## Exercise aim
Convert the entries below, everything from the line containing "Category: door panel" down through the line containing "pixel 80 112", into a Markdown table with the columns Row and Line. Number the rows, put each line in the Line column, and leave out blank lines.

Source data
○ ○ ○
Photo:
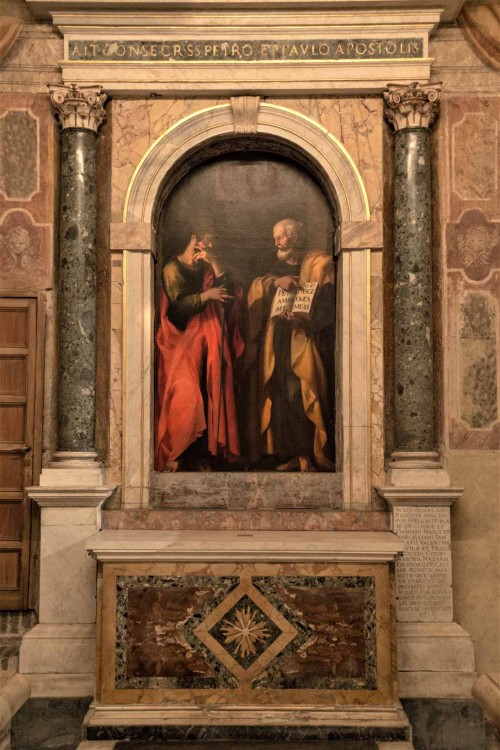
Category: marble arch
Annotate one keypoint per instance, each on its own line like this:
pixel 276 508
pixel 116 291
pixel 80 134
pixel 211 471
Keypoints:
pixel 247 115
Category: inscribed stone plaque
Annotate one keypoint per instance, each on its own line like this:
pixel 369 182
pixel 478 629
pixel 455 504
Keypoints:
pixel 244 50
pixel 423 575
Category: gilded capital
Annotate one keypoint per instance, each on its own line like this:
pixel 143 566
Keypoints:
pixel 78 106
pixel 413 106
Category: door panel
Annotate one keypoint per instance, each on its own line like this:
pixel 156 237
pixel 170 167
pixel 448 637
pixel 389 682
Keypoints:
pixel 18 351
pixel 12 420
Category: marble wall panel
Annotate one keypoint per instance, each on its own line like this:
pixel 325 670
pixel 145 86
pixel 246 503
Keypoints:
pixel 27 189
pixel 253 520
pixel 358 124
pixel 137 123
pixel 246 633
pixel 470 152
pixel 377 369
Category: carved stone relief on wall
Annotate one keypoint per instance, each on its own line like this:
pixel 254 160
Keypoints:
pixel 24 251
pixel 26 192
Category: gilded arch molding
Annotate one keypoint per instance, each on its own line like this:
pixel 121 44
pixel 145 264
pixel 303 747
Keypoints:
pixel 356 236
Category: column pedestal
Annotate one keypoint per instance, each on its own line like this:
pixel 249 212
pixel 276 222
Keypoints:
pixel 435 654
pixel 58 654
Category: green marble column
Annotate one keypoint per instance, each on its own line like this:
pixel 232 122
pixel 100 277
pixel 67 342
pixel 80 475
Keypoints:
pixel 411 110
pixel 80 112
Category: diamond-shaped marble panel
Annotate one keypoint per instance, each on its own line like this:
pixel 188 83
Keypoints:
pixel 245 632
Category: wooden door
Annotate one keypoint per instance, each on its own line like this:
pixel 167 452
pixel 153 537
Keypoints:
pixel 18 345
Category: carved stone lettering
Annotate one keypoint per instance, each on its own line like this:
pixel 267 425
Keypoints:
pixel 423 575
pixel 196 50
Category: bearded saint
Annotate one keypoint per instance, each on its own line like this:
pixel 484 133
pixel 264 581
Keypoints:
pixel 196 412
pixel 290 360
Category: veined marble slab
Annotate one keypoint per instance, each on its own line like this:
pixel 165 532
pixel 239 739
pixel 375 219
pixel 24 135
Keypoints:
pixel 304 546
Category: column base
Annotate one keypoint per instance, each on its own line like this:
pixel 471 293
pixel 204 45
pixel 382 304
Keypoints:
pixel 435 660
pixel 14 692
pixel 58 660
pixel 73 469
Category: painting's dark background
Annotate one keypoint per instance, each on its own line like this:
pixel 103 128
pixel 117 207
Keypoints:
pixel 242 196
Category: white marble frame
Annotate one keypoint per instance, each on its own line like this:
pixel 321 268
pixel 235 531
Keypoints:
pixel 137 244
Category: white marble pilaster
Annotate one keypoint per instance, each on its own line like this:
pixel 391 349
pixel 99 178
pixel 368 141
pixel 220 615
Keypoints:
pixel 58 655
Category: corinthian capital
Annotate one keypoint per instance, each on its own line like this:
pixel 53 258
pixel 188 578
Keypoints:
pixel 413 106
pixel 78 107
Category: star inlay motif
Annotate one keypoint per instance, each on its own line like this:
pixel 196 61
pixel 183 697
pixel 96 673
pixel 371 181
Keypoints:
pixel 245 632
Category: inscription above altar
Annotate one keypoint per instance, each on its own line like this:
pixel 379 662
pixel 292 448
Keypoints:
pixel 195 50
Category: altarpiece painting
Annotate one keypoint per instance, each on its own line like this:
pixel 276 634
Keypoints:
pixel 245 319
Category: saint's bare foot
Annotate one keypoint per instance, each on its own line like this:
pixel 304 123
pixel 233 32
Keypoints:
pixel 305 464
pixel 204 465
pixel 291 465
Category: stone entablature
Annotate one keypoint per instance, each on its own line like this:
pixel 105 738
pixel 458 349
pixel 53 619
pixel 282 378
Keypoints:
pixel 154 48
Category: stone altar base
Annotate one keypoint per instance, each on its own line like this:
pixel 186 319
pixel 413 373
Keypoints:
pixel 245 636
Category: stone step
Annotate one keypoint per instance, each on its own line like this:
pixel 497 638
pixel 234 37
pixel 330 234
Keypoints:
pixel 253 745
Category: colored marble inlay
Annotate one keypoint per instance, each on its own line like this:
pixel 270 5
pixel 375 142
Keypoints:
pixel 290 632
pixel 338 613
pixel 155 645
pixel 19 144
pixel 246 632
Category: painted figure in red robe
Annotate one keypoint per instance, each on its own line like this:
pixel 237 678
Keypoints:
pixel 198 343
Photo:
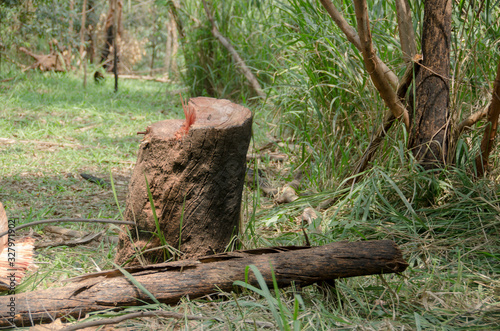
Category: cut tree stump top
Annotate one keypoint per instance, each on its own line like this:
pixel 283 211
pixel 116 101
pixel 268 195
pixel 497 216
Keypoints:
pixel 210 113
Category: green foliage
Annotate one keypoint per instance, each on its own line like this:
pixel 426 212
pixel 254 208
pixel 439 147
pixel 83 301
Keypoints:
pixel 210 69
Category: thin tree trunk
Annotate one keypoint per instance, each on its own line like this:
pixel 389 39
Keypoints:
pixel 430 130
pixel 115 43
pixel 491 127
pixel 83 63
pixel 405 28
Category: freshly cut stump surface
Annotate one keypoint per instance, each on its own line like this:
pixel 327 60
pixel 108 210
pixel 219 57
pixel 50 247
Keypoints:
pixel 196 182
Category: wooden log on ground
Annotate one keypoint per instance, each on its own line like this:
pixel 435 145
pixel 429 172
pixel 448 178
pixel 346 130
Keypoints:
pixel 170 282
pixel 195 173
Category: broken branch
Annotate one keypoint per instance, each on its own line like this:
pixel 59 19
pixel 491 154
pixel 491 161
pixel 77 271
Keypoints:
pixel 377 75
pixel 353 37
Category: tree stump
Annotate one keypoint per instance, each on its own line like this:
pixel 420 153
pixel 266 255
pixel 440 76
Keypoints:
pixel 196 182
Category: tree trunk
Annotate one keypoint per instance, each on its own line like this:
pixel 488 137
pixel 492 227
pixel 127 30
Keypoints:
pixel 196 183
pixel 490 131
pixel 170 282
pixel 430 129
pixel 113 22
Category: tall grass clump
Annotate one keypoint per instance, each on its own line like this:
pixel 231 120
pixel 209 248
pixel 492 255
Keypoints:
pixel 210 69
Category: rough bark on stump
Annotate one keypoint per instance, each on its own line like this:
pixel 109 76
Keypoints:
pixel 170 282
pixel 196 182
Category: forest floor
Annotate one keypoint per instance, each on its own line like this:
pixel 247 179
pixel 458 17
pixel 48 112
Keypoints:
pixel 52 130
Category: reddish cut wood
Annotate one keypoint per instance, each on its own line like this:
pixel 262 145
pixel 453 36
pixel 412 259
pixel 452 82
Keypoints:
pixel 196 180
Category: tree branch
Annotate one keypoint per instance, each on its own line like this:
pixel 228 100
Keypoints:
pixel 411 71
pixel 470 121
pixel 121 318
pixel 406 33
pixel 377 75
pixel 353 37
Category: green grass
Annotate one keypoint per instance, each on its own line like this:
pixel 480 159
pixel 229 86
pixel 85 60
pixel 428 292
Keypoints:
pixel 450 238
pixel 322 107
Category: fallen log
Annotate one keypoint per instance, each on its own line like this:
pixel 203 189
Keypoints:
pixel 170 282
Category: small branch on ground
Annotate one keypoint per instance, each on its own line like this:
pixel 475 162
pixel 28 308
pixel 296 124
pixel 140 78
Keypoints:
pixel 376 73
pixel 69 220
pixel 118 319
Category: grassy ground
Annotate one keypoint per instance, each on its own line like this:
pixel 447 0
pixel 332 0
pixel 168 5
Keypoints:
pixel 52 130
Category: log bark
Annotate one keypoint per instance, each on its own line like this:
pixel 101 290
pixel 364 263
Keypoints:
pixel 196 182
pixel 170 282
pixel 490 131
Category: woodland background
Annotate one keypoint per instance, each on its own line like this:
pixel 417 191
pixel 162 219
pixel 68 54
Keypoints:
pixel 320 112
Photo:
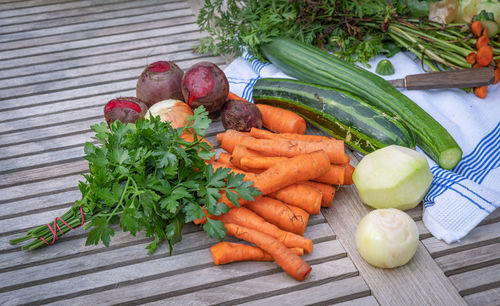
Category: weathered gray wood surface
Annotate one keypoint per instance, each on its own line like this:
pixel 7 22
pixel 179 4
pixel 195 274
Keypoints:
pixel 61 61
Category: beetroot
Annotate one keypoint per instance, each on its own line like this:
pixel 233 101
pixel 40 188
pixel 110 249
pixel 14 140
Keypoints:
pixel 241 116
pixel 205 84
pixel 160 81
pixel 125 109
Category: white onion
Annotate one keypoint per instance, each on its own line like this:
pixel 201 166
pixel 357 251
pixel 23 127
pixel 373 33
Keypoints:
pixel 387 238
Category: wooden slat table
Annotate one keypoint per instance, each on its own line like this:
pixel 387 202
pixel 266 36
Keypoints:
pixel 61 61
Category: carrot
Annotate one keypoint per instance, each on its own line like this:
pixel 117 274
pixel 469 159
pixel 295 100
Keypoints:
pixel 481 91
pixel 471 58
pixel 299 168
pixel 476 28
pixel 485 32
pixel 302 196
pixel 248 176
pixel 482 41
pixel 290 148
pixel 484 56
pixel 231 139
pixel 225 158
pixel 260 163
pixel 281 120
pixel 349 170
pixel 233 96
pixel 239 152
pixel 263 134
pixel 286 217
pixel 327 192
pixel 245 217
pixel 220 136
pixel 227 252
pixel 290 262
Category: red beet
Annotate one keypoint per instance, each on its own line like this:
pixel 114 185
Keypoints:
pixel 125 109
pixel 241 116
pixel 205 84
pixel 160 81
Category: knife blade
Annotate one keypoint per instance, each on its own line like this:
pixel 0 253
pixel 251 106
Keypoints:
pixel 464 78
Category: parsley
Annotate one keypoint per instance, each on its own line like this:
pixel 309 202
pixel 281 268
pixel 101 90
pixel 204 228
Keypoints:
pixel 145 177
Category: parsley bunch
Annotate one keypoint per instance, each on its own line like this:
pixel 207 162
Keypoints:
○ ○ ○
## Response to this task
| Row | Line |
|---|---|
| 1 | Category: door panel |
| 2 | Annotate one keypoint per instance, each on its own line like this: |
| 3 | pixel 156 237 |
| 4 | pixel 170 167 |
| 5 | pixel 448 637 |
| 6 | pixel 389 682 |
| 7 | Keypoints: |
| 8 | pixel 18 351 |
| 9 | pixel 12 420 |
| 10 | Category: marble wall panel |
| 11 | Annotate one keypoint per instance, each on its own line like this: |
| 12 | pixel 325 670 |
| 13 | pixel 145 86 |
| 14 | pixel 246 503 |
| 15 | Keypoints: |
| 16 | pixel 27 189 |
| 17 | pixel 253 520 |
| 18 | pixel 358 124 |
| 19 | pixel 137 123 |
| 20 | pixel 246 633 |
| 21 | pixel 470 152 |
| 22 | pixel 377 369 |
| 23 | Category: carved stone relief on wall |
| 24 | Annotate one keypoint per instance, each on its own line like this: |
| 25 | pixel 254 160 |
| 26 | Keypoints: |
| 27 | pixel 24 251 |
| 28 | pixel 26 192 |
| 29 | Category: gilded arch molding |
| 30 | Annotate one keypoint per instance, each on its own line like this: |
| 31 | pixel 121 44 |
| 32 | pixel 145 264 |
| 33 | pixel 303 747 |
| 34 | Keypoints: |
| 35 | pixel 356 236 |
| 36 | Category: column pedestal |
| 37 | Annotate one keypoint per instance, each on its own line like this: |
| 38 | pixel 249 212 |
| 39 | pixel 276 222 |
| 40 | Keypoints: |
| 41 | pixel 435 654 |
| 42 | pixel 58 654 |
| 43 | Category: green marble column |
| 44 | Annotate one keypoint per instance, each on its own line like this: |
| 45 | pixel 232 122 |
| 46 | pixel 100 277 |
| 47 | pixel 67 342 |
| 48 | pixel 80 475 |
| 49 | Keypoints: |
| 50 | pixel 411 110 |
| 51 | pixel 80 112 |